**GIVEN PASSAGE:**
====
I heard it crash. One of those mother-moments when you know you could either “get loud”, or “get lower”.
I chose “lower still”, tip toeing into the entry hall, finding one of my photos of my nieces and both my daughters shattered on the floor.
I pick up the frame, not saying a word. Hearing my seven-year-old tell my teenager, “It’s o.k. Everyone makes mistakes. No one is perfect.”
And yes, that’s the guilt-fighting psychology I had used on her…but who knew one day she’d be reciting it to her older sister?
We gather together, silently picking up the pieces of our family. Then, without a word, everyone stands and goes about their business.
But weeks later, I pass that broken frame still sitting on our dining room table. Not wanting to part with it, I had asked my husband to fix it.
But sometimes fixing broken images requires more undoing and carefully constructed gluing,before beauty can hang for all to see.
Day by day, tweezers worked diligently to take out the staples, to re-frame the wood pieces so I could resurrect this familiar frame, returning it to where it once hung. Because white walls and empty spaces can turn the soul, wreck havoc in a way you might have never known before…before the shattering…
Still, it almost was strange how obsessive I was about fixing that old frame. I would nag, plead, stare at it for days, in hopes that somehow, someway, this frame would be made whole again.
====
**RECORDS:**

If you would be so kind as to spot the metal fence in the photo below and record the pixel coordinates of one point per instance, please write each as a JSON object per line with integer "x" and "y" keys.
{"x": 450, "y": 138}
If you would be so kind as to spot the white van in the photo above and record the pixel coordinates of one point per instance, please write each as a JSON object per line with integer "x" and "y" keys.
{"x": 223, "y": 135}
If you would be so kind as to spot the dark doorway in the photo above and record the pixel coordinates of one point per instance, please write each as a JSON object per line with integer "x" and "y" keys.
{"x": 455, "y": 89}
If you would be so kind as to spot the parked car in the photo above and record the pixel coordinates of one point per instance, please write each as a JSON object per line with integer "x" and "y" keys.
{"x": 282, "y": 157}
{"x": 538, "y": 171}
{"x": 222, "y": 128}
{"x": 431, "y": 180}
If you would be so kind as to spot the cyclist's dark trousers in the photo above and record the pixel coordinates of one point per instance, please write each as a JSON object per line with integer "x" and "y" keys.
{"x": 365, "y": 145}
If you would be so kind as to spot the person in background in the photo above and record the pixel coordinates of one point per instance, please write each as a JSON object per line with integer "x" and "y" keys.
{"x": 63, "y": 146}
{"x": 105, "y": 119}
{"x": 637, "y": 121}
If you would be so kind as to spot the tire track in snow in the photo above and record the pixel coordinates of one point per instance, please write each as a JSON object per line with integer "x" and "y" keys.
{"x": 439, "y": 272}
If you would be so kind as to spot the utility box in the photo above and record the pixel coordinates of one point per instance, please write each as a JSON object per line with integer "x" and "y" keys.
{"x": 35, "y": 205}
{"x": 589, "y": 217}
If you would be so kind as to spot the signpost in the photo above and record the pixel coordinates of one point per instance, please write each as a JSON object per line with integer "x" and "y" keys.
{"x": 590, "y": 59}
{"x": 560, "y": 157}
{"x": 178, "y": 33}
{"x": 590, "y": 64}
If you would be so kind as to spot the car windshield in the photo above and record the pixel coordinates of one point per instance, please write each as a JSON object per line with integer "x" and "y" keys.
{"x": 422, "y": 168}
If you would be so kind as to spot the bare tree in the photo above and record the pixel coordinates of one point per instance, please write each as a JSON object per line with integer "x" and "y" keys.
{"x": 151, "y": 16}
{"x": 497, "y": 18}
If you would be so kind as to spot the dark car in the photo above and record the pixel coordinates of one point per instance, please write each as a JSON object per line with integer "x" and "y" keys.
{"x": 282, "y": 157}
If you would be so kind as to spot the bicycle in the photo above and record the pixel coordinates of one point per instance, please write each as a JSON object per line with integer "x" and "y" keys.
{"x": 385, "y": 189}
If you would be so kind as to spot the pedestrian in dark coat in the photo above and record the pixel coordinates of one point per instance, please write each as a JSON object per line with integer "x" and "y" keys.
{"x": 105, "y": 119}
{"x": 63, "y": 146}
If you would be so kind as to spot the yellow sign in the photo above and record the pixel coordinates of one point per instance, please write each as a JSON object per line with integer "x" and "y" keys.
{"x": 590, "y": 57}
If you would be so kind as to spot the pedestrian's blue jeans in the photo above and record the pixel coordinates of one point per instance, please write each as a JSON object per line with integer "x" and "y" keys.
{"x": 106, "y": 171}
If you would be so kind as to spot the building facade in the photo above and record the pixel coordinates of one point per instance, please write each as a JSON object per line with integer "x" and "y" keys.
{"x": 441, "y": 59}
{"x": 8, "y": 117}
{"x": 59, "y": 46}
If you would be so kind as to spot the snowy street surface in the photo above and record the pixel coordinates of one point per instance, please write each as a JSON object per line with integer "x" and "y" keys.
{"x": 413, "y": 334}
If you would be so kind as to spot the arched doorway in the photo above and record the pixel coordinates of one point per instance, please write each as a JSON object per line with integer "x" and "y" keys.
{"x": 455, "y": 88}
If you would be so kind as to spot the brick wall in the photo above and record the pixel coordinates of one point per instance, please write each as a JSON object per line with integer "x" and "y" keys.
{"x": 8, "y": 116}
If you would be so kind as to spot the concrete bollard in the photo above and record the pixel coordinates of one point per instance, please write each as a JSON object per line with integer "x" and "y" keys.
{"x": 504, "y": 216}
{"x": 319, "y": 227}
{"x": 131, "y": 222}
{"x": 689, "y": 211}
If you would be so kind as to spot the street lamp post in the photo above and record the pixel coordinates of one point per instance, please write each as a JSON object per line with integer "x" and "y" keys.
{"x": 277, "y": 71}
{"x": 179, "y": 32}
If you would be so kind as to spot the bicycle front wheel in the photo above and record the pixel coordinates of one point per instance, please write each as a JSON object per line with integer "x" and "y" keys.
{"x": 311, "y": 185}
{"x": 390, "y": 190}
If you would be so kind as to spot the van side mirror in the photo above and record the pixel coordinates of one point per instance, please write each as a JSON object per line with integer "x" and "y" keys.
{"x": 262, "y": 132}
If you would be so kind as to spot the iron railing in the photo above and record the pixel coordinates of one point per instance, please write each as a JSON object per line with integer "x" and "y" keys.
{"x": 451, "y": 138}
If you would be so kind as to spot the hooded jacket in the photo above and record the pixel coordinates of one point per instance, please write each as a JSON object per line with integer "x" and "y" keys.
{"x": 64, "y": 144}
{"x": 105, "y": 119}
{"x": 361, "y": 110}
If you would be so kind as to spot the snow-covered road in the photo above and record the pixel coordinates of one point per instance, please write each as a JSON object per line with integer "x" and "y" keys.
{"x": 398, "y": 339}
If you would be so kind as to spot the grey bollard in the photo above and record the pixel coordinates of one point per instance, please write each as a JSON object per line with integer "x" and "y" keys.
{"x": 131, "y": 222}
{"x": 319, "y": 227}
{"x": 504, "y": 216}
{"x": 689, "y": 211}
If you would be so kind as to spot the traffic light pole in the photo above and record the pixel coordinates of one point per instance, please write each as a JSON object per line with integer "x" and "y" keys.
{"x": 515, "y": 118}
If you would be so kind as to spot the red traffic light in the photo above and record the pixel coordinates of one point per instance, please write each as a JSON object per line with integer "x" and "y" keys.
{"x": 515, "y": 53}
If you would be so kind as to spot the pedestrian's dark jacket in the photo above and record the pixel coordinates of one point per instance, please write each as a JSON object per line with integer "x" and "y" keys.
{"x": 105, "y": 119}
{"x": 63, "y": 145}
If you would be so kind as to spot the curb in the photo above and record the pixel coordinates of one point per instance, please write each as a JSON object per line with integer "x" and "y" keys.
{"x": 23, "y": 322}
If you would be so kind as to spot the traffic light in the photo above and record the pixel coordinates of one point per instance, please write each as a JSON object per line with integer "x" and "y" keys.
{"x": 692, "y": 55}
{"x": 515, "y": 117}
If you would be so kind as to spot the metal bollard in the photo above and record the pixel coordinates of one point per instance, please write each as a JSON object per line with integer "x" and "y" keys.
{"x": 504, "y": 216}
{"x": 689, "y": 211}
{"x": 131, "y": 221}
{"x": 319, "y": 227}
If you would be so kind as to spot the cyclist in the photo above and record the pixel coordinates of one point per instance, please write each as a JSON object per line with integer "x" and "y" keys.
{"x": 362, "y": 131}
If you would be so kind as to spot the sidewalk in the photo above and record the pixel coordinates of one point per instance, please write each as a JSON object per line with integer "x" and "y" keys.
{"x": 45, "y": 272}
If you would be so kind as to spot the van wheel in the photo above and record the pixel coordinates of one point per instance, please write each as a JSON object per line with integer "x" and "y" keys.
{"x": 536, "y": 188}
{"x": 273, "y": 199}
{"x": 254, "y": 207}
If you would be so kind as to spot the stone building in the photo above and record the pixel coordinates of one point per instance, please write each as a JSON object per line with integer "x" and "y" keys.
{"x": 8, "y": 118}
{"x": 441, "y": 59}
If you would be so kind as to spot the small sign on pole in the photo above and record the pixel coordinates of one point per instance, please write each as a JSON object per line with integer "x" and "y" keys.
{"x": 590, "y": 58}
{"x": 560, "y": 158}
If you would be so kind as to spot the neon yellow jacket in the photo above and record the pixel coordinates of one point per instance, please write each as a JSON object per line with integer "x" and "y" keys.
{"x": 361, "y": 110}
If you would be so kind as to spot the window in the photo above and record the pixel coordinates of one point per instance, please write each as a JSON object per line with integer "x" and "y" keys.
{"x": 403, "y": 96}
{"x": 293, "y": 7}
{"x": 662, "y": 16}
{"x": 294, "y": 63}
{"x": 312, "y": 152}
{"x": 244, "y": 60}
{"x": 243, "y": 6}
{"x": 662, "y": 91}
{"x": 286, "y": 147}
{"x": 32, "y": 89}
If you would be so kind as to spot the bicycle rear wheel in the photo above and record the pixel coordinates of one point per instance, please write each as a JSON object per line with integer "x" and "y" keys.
====
**EXERCISE PROMPT:** In the passage about the broken frame, rewrite the part that starts with "And yes, that’s" and ends with "about their business.", swapping "older sister" for "big sister".

**OUTPUT BELOW:**
And yes, that’s the guilt-fighting psychology I had used on her…but who knew one day she’d be reciting it to her big sister?
We gather together, silently picking up the pieces of our family. Then, without a word, everyone stands and goes about their business.